* GIVEN REQUEST A *
Count the lines in the rows below that contain the string "body", and give only that number.

---+---

In the years following Berkeley's action, other local governments and institutions have either renamed or canceled Columbus Day, either to celebrate Native American history and cultures, to avoid celebrating Columbus and the European colonization of the Americas, or due to raised controversy over the legacy of Columbus. Several other California cities, including Richmond, Santa Cruz, and Sebastopol, now celebrate Indigenous Peoples Day and encourage people to donate to a neighboring tribe and recognize the trauma and pain indigenous peoples have been subjected to by colonizers.

At least twelve states do not celebrate Columbus Day (Alaska, Hawaii, Iowa, Louisiana, Maine, Michigan, New Mexico, North Carolina, Oregon, South Dakota, Vermont, Wisconsin), as well as  Washington, DC; South Dakota officially celebrates Native American Day instead. Various tribal governments in Oklahoma designate the day as "Native American Day", or have renamed the day after their own tribes. In 2013, the California state legislature considered a bill, AB55, to formally replace Columbus Day with Native American Day but did not pass it. While the California governor has recognized Indigenous Peoples Day, the holiday was eliminated by Governor Arnold Schwarzenegger in the 2008-12 California budget crisis. On August 30, 2017, following similar affirmative votes in Oberlin, Ohio, followed later by Bangor, Maine, in the earlier weeks of the same month, the Los Angeles City Council voted in favor of replacing Columbus Day with Indigenous Peoples Day. On October 10, 2019, just a few days before Columbus Day would be celebrated in Washington, D.C., the D.C. Council voted to temporarily replace Columbus Day with Indigenous Peoples Day. This bill was led by Councilmember David Grosso (I-At Large) and must undergo congressional approval to become permanent.

---+---

* GIVEN REQUEST B *
Answer each question from the Columbus Day passage above, one answer per line, labeled to match:
(i) Which three California cities, besides Berkeley, does the passage name as now celebrating Indigenous Peoples Day?
(ii) What was the designation of the bill the California state legislature considered in 2013?
(iii) On what date did the Los Angeles City Council vote to replace Columbus Day with Indigenous Peoples Day?

---+---

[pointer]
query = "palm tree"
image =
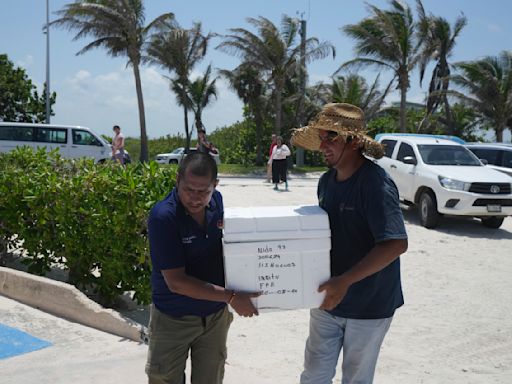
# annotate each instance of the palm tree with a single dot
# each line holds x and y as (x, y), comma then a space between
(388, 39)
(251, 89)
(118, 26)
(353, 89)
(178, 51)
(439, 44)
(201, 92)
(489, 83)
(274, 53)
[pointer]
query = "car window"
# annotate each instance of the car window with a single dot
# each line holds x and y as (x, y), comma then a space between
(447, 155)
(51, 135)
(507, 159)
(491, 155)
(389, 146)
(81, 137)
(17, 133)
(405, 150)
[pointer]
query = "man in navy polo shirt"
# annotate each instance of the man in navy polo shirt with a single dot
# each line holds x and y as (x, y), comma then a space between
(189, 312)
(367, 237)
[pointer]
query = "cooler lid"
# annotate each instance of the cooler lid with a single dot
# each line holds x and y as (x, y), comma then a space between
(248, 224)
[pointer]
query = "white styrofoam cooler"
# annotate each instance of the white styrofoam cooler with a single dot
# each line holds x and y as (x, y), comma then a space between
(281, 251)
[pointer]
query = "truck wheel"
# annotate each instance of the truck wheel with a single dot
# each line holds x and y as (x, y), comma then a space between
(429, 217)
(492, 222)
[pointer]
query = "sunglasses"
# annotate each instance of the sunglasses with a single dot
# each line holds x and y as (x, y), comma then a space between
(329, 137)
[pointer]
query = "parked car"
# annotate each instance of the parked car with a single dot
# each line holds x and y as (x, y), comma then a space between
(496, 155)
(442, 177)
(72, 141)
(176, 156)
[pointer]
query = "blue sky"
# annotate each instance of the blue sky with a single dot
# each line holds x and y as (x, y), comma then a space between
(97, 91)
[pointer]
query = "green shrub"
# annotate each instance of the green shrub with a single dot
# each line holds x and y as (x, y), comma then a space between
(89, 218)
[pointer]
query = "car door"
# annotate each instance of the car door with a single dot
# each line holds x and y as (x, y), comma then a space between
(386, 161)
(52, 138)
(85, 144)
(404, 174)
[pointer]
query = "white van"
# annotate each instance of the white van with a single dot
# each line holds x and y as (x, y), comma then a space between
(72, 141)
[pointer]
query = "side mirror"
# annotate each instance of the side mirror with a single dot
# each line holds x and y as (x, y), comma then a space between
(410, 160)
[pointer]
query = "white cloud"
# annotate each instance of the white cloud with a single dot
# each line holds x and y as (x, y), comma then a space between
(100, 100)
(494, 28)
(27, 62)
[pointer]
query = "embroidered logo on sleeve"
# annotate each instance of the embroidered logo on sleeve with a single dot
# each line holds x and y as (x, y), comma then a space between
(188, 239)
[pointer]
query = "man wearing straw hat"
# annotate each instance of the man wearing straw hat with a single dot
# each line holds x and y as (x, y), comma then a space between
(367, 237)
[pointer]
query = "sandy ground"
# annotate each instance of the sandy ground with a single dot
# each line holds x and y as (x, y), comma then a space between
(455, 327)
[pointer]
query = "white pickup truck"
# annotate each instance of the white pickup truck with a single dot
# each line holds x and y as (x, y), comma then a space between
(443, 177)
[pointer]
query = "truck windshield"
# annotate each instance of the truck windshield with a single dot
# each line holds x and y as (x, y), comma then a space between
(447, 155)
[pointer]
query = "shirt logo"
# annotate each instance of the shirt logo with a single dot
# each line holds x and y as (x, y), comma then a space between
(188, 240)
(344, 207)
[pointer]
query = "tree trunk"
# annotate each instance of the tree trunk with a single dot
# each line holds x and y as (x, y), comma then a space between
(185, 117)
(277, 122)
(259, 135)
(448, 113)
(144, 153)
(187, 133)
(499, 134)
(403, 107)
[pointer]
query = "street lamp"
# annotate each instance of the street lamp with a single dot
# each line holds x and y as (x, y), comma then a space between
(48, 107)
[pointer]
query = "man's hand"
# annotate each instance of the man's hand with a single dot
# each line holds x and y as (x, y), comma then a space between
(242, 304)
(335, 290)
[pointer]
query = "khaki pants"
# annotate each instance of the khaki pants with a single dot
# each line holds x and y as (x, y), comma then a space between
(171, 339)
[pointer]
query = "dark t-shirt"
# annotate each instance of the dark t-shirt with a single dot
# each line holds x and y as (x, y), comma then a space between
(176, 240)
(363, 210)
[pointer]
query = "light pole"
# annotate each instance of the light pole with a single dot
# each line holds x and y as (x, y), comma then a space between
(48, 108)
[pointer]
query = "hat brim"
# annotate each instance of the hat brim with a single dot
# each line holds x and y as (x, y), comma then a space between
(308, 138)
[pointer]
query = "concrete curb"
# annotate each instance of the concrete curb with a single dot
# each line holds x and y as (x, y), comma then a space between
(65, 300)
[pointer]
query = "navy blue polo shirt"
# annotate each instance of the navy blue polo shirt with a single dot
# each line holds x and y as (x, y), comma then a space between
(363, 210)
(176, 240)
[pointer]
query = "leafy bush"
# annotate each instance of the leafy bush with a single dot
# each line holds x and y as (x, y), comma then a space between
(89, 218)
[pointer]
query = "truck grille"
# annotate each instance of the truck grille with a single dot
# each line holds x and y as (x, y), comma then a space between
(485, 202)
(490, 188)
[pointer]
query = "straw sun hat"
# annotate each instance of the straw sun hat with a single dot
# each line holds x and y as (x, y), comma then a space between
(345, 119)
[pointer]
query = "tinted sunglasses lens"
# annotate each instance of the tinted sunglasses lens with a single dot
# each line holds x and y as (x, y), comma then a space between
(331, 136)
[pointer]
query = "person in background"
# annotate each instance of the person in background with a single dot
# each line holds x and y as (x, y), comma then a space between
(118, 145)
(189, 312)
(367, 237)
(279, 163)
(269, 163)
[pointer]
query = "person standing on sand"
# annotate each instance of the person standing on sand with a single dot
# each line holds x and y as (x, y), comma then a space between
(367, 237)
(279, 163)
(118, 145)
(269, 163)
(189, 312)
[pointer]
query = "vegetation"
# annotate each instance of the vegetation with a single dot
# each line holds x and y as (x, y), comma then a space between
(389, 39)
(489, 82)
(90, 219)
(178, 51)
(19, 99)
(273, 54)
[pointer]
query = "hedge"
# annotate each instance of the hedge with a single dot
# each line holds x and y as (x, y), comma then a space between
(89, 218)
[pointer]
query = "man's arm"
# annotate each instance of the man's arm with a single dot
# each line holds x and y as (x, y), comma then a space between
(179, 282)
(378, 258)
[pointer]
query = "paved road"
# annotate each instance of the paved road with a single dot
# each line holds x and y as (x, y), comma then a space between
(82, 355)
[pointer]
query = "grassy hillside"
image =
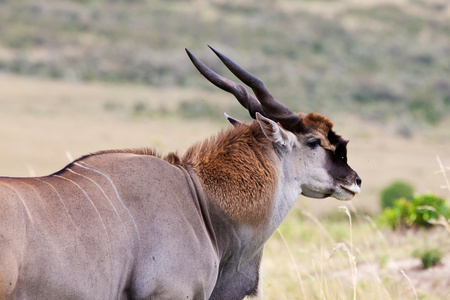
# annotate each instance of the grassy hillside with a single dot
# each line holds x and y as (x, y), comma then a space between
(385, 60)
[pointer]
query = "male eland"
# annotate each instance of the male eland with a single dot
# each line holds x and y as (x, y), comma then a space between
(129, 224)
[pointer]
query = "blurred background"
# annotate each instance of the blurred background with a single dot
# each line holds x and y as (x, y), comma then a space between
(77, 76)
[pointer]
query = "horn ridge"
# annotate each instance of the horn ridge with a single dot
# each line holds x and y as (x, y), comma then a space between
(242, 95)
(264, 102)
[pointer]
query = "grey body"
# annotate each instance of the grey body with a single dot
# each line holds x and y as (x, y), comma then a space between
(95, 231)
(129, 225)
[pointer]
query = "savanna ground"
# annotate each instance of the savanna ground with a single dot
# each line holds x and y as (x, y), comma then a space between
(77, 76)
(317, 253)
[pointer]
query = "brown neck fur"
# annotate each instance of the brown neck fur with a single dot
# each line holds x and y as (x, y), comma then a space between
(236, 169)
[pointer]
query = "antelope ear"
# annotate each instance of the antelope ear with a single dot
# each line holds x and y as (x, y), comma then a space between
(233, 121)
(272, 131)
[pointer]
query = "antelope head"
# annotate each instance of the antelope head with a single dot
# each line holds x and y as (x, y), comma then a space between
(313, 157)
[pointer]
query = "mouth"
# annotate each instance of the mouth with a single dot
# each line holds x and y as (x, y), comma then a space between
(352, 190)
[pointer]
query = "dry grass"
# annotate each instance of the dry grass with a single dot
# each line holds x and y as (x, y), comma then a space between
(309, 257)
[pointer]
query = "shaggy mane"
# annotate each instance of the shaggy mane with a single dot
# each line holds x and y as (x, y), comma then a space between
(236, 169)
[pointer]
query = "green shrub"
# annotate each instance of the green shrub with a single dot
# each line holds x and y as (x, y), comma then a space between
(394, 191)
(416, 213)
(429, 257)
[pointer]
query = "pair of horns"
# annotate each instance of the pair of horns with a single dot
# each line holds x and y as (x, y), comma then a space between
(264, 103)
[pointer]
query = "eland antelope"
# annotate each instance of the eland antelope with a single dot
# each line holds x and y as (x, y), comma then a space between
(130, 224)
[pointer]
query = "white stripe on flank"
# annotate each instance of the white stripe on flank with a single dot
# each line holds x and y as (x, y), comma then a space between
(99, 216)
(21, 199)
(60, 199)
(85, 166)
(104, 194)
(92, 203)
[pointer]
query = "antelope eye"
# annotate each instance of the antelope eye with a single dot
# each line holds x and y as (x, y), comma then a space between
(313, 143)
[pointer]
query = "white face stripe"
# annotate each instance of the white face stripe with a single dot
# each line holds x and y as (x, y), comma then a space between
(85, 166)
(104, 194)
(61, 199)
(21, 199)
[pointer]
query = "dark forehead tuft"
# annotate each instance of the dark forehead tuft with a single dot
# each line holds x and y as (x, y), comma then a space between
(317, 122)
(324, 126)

---+---

* EXERCISE OUTPUT A *
2

* EXERCISE OUTPUT B *
(i) Richmond, Santa Cruz, and Sebastopol
(ii) AB55
(iii) August 30, 2017